#### REQUIREMENT 1
From the post about the spayed cat, list every detail it gives about the droppings she has recently been producing indoors.
#### REQUIREMENT 2
Condense the paragraph of the post about the spayed cat that begins "Background: our 3 year old spayed Tabby" into a single shorter sentence that keeps its main facts.
#### REQUIREMENT 3
Write the next part of the post about the spayed cat, picking up after its final sentence.

#### EXCERPTED TEXT
----------------------------------------
A question demonstrating rather a lot of ignorance - sorry - but in the case
of neutered males in some animals, the various biological processes of
coming into season still apply. This makes me wonder: does the same hold
true for pet cats?

Background: our 3 year old spayed Tabby is acting quite frisky and has been
doing so for the last couple of weeks since spring has arrived here in
England. We notice two unusual (and possibly concerning) symptoms which have
also appeared:

1) A small amount of blood has been seen coming from her rear end - possibly
a symptom of constipation

2) She seems to produce small round droppings, without noticing, at random -
whereas she normally goes to the toilet outside and digs a hole etc. etc.
In this latter case she seems to deposit these small poos around the house
without noticing. They are very dry - almost like the dry pellets she's fed
on but as if several are compacted together.
----------------------------------------
#### RECORDS SUPPLIED
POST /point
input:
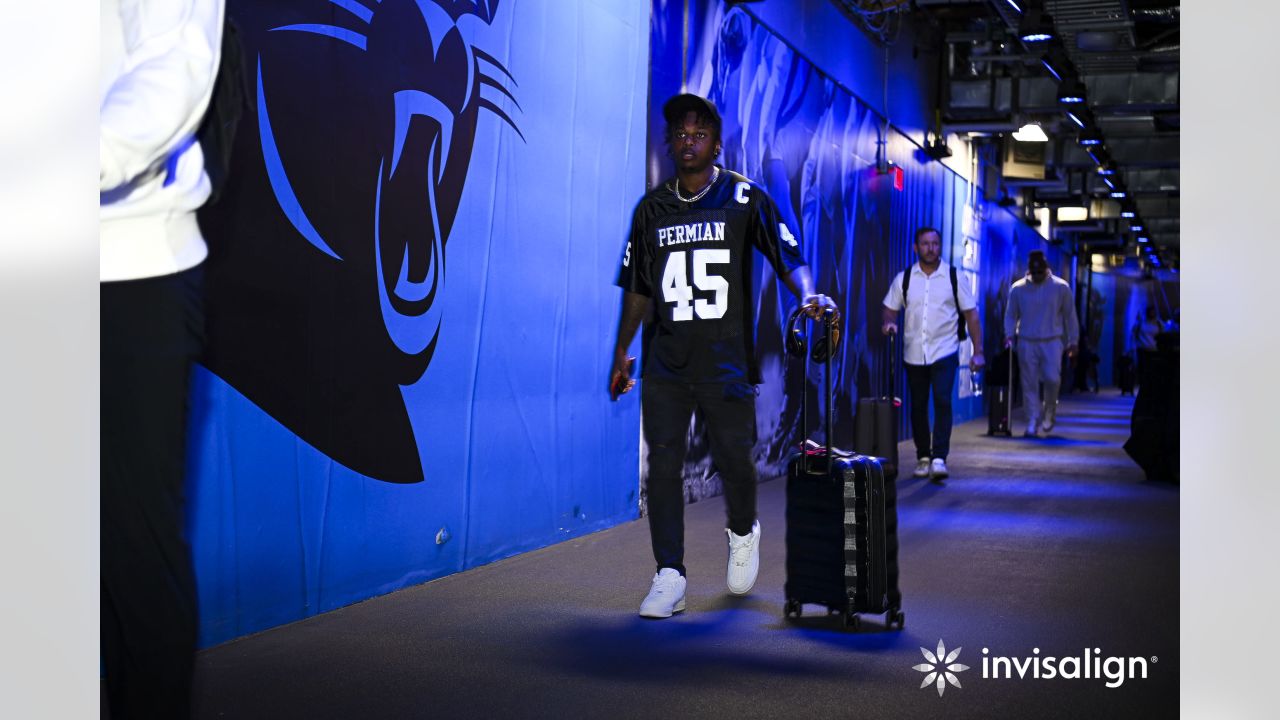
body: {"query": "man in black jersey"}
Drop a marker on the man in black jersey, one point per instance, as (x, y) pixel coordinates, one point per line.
(689, 259)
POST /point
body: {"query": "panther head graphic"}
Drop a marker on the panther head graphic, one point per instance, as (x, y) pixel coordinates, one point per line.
(415, 86)
(327, 268)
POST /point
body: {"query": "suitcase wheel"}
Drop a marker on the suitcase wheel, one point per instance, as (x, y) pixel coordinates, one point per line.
(895, 618)
(792, 609)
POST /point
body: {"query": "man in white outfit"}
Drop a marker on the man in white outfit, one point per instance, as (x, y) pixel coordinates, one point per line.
(1042, 313)
(159, 63)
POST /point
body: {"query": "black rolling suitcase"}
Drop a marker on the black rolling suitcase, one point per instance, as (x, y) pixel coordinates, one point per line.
(1000, 397)
(841, 531)
(876, 423)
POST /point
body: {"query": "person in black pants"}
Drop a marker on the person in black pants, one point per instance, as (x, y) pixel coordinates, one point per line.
(689, 260)
(940, 313)
(159, 60)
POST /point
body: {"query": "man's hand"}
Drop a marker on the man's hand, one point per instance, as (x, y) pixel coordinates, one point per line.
(817, 304)
(620, 377)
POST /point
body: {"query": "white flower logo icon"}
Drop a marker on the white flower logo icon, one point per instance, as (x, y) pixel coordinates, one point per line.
(941, 668)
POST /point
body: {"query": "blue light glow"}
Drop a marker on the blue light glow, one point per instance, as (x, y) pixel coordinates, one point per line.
(329, 31)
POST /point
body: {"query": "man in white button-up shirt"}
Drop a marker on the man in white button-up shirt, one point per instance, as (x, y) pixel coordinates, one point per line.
(935, 301)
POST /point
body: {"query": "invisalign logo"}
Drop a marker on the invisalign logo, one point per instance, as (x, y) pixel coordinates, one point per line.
(941, 668)
(1092, 665)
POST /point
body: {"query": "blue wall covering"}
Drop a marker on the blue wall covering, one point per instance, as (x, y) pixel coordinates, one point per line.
(410, 311)
(813, 145)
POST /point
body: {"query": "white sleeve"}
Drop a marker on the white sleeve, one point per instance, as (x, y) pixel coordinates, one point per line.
(894, 297)
(160, 98)
(965, 292)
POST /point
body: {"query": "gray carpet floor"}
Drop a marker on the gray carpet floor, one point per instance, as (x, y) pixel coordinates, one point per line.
(1052, 545)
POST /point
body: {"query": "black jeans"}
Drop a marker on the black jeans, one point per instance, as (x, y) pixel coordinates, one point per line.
(941, 378)
(151, 329)
(728, 414)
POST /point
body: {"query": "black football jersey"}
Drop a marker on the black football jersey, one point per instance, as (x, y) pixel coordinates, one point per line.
(694, 259)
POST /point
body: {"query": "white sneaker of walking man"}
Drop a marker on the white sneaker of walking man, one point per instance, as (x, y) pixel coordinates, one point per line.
(744, 560)
(666, 596)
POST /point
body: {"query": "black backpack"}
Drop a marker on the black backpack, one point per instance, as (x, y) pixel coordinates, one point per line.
(216, 132)
(955, 294)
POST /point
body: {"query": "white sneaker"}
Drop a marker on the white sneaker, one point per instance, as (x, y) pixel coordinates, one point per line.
(666, 595)
(938, 470)
(744, 560)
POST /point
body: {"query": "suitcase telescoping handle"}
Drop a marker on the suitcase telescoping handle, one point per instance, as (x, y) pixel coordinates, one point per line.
(822, 351)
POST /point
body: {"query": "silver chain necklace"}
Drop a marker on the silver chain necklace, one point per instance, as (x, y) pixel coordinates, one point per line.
(675, 187)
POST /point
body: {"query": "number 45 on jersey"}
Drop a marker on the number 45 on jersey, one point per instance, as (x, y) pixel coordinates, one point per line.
(676, 288)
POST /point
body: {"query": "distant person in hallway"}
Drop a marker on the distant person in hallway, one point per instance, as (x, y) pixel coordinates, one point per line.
(1144, 337)
(940, 308)
(159, 62)
(685, 265)
(1041, 314)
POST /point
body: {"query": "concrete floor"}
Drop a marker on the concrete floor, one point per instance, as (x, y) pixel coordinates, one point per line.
(1055, 543)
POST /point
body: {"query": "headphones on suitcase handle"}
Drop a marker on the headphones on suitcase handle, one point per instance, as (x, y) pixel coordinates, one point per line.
(824, 347)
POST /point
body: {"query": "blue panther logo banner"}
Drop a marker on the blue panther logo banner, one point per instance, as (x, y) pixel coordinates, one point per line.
(328, 256)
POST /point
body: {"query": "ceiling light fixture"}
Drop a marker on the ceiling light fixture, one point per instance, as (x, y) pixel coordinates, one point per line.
(1036, 26)
(1031, 132)
(1070, 92)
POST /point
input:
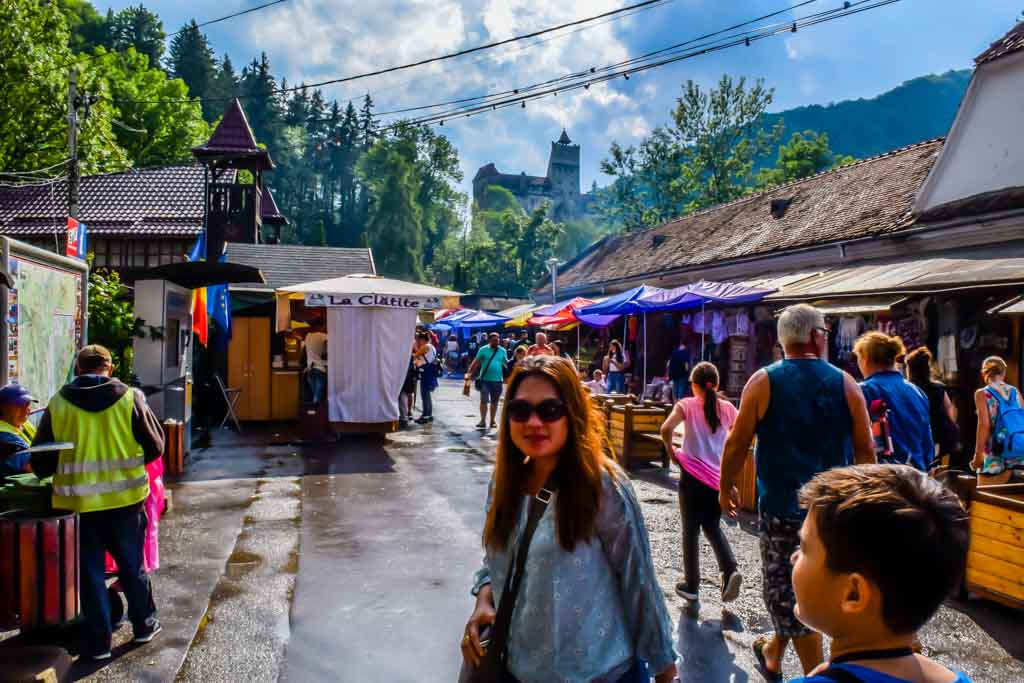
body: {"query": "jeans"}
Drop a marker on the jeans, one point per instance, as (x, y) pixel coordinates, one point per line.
(428, 404)
(315, 382)
(616, 382)
(680, 388)
(120, 531)
(698, 505)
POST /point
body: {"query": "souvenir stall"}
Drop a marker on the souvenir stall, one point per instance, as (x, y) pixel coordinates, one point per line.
(370, 324)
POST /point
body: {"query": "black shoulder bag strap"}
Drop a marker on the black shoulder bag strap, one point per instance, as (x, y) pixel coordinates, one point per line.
(498, 649)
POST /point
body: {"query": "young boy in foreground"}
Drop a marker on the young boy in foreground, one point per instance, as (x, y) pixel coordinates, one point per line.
(881, 548)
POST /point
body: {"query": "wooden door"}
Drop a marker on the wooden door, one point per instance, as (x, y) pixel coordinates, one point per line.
(238, 363)
(259, 369)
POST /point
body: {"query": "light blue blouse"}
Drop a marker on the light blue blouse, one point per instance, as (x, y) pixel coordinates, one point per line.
(585, 615)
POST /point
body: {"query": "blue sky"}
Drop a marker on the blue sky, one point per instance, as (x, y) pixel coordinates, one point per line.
(857, 56)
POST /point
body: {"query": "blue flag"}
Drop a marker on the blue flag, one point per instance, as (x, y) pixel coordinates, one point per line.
(198, 252)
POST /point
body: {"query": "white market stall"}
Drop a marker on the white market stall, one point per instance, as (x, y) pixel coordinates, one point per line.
(370, 326)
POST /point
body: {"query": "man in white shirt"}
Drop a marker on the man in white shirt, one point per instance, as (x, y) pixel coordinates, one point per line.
(315, 346)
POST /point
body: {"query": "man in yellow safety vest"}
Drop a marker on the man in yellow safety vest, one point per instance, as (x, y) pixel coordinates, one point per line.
(103, 479)
(15, 430)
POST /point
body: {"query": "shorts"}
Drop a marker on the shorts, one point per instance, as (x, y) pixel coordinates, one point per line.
(491, 391)
(779, 540)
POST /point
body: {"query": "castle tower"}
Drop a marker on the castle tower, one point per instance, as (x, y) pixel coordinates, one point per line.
(563, 172)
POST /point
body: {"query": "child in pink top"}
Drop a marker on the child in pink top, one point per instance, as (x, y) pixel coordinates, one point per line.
(707, 419)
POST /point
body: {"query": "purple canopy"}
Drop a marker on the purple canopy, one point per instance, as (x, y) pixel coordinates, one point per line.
(698, 294)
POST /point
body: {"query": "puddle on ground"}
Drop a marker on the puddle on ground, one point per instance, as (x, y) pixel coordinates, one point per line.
(242, 561)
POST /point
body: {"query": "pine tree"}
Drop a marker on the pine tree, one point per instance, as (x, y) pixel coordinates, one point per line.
(192, 59)
(138, 28)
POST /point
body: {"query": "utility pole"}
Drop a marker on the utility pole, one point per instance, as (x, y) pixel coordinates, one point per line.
(553, 266)
(73, 177)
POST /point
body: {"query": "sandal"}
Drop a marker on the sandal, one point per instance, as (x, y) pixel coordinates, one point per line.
(762, 666)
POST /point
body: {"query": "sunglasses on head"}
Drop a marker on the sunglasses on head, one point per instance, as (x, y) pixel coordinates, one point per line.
(550, 410)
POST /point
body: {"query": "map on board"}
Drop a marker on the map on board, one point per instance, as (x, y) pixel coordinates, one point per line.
(44, 316)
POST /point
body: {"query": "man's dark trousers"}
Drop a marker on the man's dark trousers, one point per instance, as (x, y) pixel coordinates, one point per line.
(122, 532)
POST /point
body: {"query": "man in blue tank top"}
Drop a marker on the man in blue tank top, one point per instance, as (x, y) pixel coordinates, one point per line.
(808, 417)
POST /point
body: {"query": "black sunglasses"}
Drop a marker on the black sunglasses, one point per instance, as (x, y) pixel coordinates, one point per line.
(550, 410)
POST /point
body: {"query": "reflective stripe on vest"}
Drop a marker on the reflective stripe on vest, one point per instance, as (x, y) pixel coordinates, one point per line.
(26, 433)
(107, 468)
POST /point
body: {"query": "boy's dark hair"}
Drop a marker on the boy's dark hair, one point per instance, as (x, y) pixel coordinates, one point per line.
(898, 527)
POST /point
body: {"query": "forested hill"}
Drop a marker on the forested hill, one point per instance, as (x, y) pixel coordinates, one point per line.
(918, 110)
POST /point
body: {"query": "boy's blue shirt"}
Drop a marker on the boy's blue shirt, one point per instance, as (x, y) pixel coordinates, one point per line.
(865, 675)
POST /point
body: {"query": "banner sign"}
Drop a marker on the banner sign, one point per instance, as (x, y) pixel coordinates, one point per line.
(76, 239)
(314, 299)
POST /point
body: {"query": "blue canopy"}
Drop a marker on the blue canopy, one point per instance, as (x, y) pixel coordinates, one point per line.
(698, 294)
(626, 303)
(475, 318)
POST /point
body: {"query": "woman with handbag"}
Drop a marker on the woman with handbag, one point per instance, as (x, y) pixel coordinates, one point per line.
(615, 365)
(567, 590)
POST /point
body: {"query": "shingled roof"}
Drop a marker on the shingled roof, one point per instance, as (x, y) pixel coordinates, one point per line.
(1010, 43)
(233, 137)
(868, 198)
(165, 201)
(285, 265)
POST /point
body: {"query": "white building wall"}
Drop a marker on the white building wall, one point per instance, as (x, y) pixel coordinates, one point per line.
(985, 147)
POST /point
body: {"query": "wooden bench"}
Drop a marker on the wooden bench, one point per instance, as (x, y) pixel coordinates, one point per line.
(995, 555)
(629, 428)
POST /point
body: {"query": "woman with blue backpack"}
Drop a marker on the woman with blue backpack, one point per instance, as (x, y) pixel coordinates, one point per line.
(998, 451)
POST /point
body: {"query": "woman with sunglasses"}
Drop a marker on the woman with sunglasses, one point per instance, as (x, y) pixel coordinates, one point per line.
(589, 606)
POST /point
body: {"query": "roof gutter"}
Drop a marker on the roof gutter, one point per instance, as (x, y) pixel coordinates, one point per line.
(842, 245)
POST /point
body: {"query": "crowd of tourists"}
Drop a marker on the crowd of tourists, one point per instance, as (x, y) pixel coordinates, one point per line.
(858, 543)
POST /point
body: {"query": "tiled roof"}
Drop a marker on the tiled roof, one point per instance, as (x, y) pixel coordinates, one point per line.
(232, 136)
(285, 265)
(161, 201)
(1012, 42)
(869, 198)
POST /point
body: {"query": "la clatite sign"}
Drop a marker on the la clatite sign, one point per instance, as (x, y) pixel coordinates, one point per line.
(314, 299)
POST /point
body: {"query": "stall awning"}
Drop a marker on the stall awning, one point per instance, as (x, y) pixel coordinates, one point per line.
(365, 290)
(858, 306)
(919, 276)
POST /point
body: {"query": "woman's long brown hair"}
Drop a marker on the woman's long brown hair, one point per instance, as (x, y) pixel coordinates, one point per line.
(582, 464)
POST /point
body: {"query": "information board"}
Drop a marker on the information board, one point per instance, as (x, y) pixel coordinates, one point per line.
(44, 325)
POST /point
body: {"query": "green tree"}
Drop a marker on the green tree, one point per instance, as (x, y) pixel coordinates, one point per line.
(112, 319)
(190, 58)
(34, 55)
(805, 155)
(138, 28)
(393, 230)
(148, 131)
(705, 157)
(87, 29)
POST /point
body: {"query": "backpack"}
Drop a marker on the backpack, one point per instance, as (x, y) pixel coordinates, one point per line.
(1008, 432)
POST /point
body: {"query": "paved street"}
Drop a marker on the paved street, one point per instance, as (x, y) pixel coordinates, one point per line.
(351, 562)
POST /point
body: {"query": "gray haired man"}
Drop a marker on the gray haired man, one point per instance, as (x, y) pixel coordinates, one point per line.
(809, 417)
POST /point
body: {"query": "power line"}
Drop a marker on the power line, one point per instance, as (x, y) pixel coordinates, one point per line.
(421, 62)
(80, 59)
(849, 8)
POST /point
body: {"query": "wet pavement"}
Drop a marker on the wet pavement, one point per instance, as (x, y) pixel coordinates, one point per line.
(351, 561)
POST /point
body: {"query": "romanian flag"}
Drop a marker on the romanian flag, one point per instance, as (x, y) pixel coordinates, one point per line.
(201, 323)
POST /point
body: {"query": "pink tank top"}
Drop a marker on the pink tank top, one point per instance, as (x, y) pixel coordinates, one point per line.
(701, 452)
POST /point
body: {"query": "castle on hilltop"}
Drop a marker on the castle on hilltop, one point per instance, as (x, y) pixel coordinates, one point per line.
(560, 186)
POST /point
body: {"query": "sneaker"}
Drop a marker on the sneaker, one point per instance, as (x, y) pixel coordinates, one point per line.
(681, 591)
(730, 586)
(152, 630)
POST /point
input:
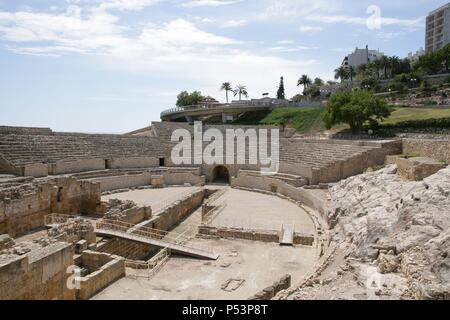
----------------------------------------
#### TASK ANSWER 1
- They are small and round.
- She produces them at random, without noticing.
- She deposits them around the house.
- They are very dry.
- They look almost like the dry pellets she is fed on, as if several were compacted together.

#### TASK ANSWER 2
Since spring arrived in England a couple of weeks ago, the writer's spayed three-year-old Tabby has been acting frisky and has shown two unusual, possibly concerning symptoms.

#### TASK ANSWER 3
We're off to the vets here in England on Friday but would like to gather
some background thoughts beforehand./ thanks for any pointers, experiences
etc.

dgk
April 27th 10, 02:25 PM
On Mon, 26 Apr 2010 23:21:14 +0100, "Duncan Di Saudelli"
> wrote:

>x-posted to alt.pets.cats, free.uk.pets.cats, rec.pets.cats.health+behav
>(follow-ups set to rec.pets.cats.health+behav)
>
>
>
>Hello
>
>A question demonstrating rather a lot of ignorance - sorry - but in the case
>of neutered males in some animals, the various biological processes of
>coming into season still apply. This makes me wonder: does the same hold
>true for pet cats?
>
>Background: our 3 year old spayed Tabby is acting quite frisky and has been
>doing so for the last couple of weeks since spring has arrived here in
>England. We notice two unusual (and possibly concerning) symptoms which have
>also appeared:
>
>1) A small amount of blood has been seen coming from her rear end - possibly
>a symptom of constipation
>
>2) She seems to produce small round droppings, without noticing, at random -
>whereas she normally goes to the toilet outside and digs a hole etc. etc.
>In this latter case she seems to deposit these small poos around the house
>without noticing. They are very dry - almost like the dry pellets she's fed
>on but as if several are compacted together.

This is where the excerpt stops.